- **Exercise brief**: Going from the top of the data below, give again each line through the one containing "box: [228, 284, 337, 375]", both ends kept.

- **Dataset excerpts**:
══════════════════════════════
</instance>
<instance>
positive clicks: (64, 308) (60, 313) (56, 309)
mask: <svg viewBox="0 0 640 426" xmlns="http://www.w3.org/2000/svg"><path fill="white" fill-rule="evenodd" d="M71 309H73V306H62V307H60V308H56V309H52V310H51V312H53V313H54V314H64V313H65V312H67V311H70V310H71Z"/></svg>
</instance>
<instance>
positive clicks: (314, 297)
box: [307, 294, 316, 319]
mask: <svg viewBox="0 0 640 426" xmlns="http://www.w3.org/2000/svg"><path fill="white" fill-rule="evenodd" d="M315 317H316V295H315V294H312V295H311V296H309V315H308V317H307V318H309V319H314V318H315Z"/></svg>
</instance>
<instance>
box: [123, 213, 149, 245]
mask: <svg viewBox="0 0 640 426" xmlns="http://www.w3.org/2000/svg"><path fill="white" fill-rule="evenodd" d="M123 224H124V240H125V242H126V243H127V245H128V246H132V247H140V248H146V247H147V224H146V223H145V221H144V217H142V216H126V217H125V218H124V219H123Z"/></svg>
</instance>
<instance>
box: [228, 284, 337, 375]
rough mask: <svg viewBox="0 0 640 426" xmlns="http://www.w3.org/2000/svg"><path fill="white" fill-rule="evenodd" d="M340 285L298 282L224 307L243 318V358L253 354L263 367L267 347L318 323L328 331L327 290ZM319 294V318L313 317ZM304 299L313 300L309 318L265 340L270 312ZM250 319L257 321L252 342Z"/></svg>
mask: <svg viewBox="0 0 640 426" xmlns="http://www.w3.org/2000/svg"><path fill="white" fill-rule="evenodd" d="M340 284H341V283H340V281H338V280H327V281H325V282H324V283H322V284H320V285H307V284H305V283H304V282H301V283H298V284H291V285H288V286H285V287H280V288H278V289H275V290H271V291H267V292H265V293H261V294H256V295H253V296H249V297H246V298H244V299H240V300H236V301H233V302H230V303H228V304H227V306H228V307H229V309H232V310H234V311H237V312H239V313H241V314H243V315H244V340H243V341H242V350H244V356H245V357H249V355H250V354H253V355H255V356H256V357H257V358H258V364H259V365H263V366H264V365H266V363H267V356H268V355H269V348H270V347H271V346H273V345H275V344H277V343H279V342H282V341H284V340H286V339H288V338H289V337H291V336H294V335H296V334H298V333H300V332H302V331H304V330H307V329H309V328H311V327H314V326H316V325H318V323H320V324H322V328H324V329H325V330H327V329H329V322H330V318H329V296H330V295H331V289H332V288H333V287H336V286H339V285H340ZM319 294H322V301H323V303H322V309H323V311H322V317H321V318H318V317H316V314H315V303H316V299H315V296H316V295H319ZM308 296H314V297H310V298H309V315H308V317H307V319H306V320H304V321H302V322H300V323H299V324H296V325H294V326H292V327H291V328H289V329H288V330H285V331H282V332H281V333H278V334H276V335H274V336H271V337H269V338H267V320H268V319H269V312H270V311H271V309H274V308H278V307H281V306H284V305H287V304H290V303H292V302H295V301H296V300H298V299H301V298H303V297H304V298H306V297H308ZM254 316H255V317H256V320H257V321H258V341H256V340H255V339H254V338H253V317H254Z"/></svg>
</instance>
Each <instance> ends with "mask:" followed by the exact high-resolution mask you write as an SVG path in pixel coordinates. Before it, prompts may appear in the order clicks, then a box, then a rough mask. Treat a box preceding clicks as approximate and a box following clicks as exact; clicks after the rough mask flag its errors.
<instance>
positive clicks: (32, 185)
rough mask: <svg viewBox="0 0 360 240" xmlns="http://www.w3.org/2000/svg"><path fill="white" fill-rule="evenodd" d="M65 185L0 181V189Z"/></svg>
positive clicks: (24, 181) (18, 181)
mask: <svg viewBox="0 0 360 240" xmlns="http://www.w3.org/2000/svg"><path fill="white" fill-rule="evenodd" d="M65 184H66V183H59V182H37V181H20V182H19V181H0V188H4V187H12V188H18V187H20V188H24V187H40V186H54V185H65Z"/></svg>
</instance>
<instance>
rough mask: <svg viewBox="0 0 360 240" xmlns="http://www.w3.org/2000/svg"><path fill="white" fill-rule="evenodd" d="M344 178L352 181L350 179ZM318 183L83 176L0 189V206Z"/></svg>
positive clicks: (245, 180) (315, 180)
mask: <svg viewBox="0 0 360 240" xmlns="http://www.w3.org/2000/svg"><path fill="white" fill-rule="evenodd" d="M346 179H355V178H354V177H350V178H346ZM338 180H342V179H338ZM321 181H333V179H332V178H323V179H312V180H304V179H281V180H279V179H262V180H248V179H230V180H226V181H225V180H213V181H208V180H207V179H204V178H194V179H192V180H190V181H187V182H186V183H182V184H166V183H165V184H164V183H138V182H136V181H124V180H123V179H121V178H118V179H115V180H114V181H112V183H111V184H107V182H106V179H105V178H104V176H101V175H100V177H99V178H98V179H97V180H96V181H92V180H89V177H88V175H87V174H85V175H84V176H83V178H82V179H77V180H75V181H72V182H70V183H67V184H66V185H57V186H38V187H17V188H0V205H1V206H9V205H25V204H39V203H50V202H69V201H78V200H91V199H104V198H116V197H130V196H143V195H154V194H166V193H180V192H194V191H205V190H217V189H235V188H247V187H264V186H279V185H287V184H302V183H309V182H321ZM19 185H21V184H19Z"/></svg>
══════════════════════════════
- **Answer to this task**:
</instance>
<instance>
positive clicks: (64, 308) (60, 313) (56, 309)
mask: <svg viewBox="0 0 640 426" xmlns="http://www.w3.org/2000/svg"><path fill="white" fill-rule="evenodd" d="M71 309H73V306H62V307H60V308H56V309H52V310H51V312H53V313H54V314H64V313H65V312H67V311H70V310H71Z"/></svg>
</instance>
<instance>
positive clicks: (314, 297)
box: [307, 294, 316, 319]
mask: <svg viewBox="0 0 640 426" xmlns="http://www.w3.org/2000/svg"><path fill="white" fill-rule="evenodd" d="M315 317H316V295H315V294H312V295H311V296H309V315H308V317H307V318H309V319H314V318H315Z"/></svg>
</instance>
<instance>
box: [123, 213, 149, 245]
mask: <svg viewBox="0 0 640 426" xmlns="http://www.w3.org/2000/svg"><path fill="white" fill-rule="evenodd" d="M123 224H124V240H125V242H126V243H127V245H128V246H132V247H140V248H146V247H147V224H146V223H145V221H144V217H142V216H126V217H125V218H124V219H123Z"/></svg>
</instance>
<instance>
box: [228, 284, 337, 375]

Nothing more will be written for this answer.